* What this task involves: Reproduce the entries below line for line, leaving out the pictures.

* Given entries:
++++++
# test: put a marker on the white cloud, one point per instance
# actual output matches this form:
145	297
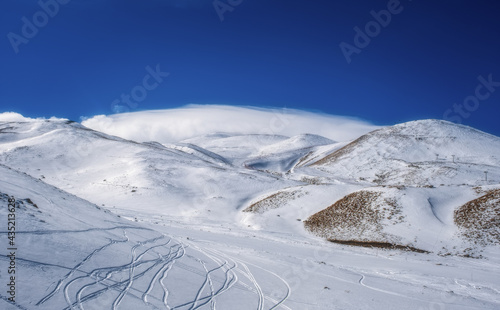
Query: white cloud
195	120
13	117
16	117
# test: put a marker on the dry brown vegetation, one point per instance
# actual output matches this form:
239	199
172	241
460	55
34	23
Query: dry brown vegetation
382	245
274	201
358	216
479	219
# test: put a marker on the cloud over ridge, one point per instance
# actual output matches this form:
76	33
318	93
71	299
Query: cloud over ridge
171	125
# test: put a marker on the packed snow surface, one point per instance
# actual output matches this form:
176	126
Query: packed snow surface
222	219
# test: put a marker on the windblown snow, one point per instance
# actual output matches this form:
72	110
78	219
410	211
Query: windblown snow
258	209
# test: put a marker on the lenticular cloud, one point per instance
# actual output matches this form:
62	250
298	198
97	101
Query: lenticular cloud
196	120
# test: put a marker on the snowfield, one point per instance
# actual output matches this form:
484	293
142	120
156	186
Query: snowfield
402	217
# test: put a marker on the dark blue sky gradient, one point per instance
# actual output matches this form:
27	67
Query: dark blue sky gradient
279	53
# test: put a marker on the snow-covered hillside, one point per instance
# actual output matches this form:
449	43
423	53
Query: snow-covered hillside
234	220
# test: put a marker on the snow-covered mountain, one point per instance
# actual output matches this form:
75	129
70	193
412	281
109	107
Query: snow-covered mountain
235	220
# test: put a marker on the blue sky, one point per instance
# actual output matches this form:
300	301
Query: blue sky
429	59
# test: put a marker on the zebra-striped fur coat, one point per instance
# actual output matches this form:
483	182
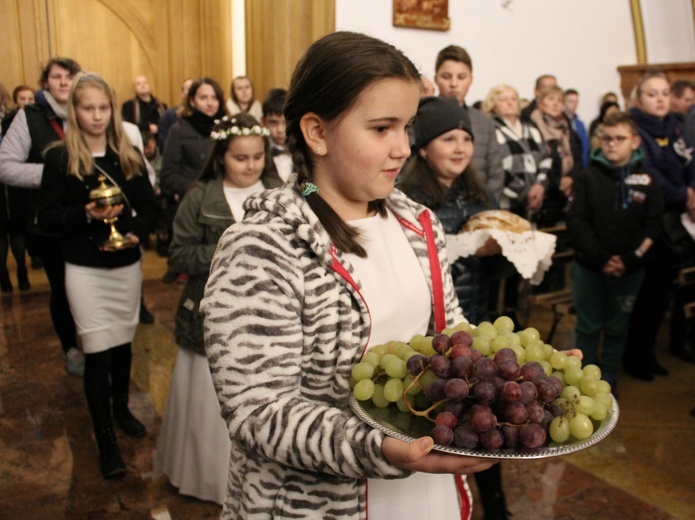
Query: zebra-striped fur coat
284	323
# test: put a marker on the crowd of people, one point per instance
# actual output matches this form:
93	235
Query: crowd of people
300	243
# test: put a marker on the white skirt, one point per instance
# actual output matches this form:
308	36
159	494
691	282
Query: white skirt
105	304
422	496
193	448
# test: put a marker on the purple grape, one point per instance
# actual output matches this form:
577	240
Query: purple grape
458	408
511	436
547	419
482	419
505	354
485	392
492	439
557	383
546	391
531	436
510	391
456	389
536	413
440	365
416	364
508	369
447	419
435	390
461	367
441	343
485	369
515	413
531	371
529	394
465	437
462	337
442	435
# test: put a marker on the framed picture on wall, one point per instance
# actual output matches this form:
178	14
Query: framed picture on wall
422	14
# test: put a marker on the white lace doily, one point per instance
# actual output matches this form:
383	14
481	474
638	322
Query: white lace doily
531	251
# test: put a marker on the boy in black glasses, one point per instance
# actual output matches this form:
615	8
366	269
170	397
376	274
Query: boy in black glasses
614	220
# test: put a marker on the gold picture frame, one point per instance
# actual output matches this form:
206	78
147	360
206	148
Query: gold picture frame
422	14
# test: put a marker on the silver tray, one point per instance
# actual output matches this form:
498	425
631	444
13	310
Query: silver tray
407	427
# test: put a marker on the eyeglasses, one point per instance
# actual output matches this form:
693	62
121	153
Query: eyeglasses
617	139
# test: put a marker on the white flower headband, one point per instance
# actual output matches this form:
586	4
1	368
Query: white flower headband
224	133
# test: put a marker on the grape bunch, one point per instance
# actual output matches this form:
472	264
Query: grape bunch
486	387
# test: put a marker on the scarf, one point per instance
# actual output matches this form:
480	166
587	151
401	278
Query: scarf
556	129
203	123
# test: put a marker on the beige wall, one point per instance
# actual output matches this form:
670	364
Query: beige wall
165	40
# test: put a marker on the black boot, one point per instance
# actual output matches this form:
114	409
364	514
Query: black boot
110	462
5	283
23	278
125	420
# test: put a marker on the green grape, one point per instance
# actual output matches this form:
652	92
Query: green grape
++++++
* Reply to the task:
# test: put a marker on the white cloud, one point per instance
# actual output matches this form:
145	297
Query: white cloud
195	120
13	117
16	117
# test: put a marker on the dry brown vegetation, one point per instance
# actual output matches this form:
239	199
172	241
460	55
34	23
Query: dry brown vegetation
382	245
274	201
358	216
479	219
# test: put a marker on the cloud over ridge, one point per instance
# actual output matches this form:
76	33
318	93
71	299
Query: cloud over ridge
171	125
# test: put a marker on the packed snow surface, one point per instance
# actual output matches this form:
176	126
Query: packed snow surface
222	219
# test: put a marker on the windblown snow, one point per instance
# actual output matches this form:
72	110
78	219
410	211
Query: windblown snow
258	209
# test: put a marker on the lenticular cloud, one point per instance
# actual output matches this form:
62	250
298	198
97	101
Query: lenticular cloud
196	120
# test: put a marker on the snowfield, one point per instance
# actual output matches this form:
484	293
142	120
156	186
Query: snowfield
402	217
# test: put a marker on the dark blue sky gradient, one point per instance
# actual output matches this form:
27	67
Query: dark blue sky gradient
279	53
# test: put a marker on the snow-covered hillside, one point per instance
# actual output matches this form:
449	43
423	53
Query: snow-covered hillside
234	220
# test: put a marker on the snow-covered mountain, one point per instance
# actual output matches this form:
75	129
70	193
412	281
109	107
Query: snow-covered mountain
235	220
# test: put a marker on the blue sky, one point per instance
# actual output matches this form:
300	301
Query: blue sky
429	59
# test: put a marker on the zebra-striped fur coat, one point per instance
# actual output matches this form:
483	182
Query: zebra-striped fur coat
284	323
# test: put a marker on the crowd of people, one point per instance
# actual output matches this form:
93	235
Query: crowd of people
300	243
# test: put a marker on the white skirt, one point per instance
# actual output matches this form:
308	36
159	494
691	282
Query: white skirt
105	304
422	496
193	448
# test: put a marker on the purple grape, one point per instance
# actual output matches this form:
577	240
Query: purple grape
458	408
511	436
547	419
482	419
505	354
485	392
492	439
557	383
546	391
531	436
510	391
456	389
536	413
440	365
416	364
508	369
447	419
435	390
461	367
441	343
485	369
515	413
531	371
529	394
465	437
462	337
442	435
# test: put a marker on the framed picture on wall, one point per instance
# actual output matches this form:
178	14
Query: framed picture on wall
422	14
# test: put a marker on the white lace doily, one point per instance
# actual output matches this form:
383	14
481	474
638	322
Query: white lace doily
531	251
# test: put a marker on the boy in black glasses, one point per instance
# actual output matches this form:
615	8
366	269
170	397
376	274
Query: boy in black glasses
614	220
# test: put a marker on the gold picture frame, one point per instance
# actual output matches this form:
206	78
147	360
206	148
Query: gold picture frame
422	14
# test: put a marker on the silver tray, one point per instance
# actual output matches this form:
498	425
631	444
13	310
Query: silver tray
407	427
# test: put a marker on the eyeglasses, one point per instance
# actual output matches this form:
693	62
121	153
Query: eyeglasses
617	139
# test: put a marker on the white flower headband, one point per instance
# actual output matches this form:
586	4
1	368
Query: white flower headband
224	133
# test: put a marker on the grape bunch, one point per instance
# actual output matches this form:
472	264
Query: grape bunch
486	387
# test: put a marker on the scarf, one point per instance
# actual output matches this form:
480	166
587	151
401	278
Query: scarf
556	129
203	123
# test: put a marker on the beige wall, one point per instance
# actual output matches this form:
670	364
Query: beige wall
165	40
# test: put a marker on the black boot, one point per instance
# actual output matches this form:
114	409
364	514
Query: black boot
110	462
5	283
23	278
125	420
# test: put a marker on the green grape, one point per instance
# actual output matches this form:
652	92
Query: green grape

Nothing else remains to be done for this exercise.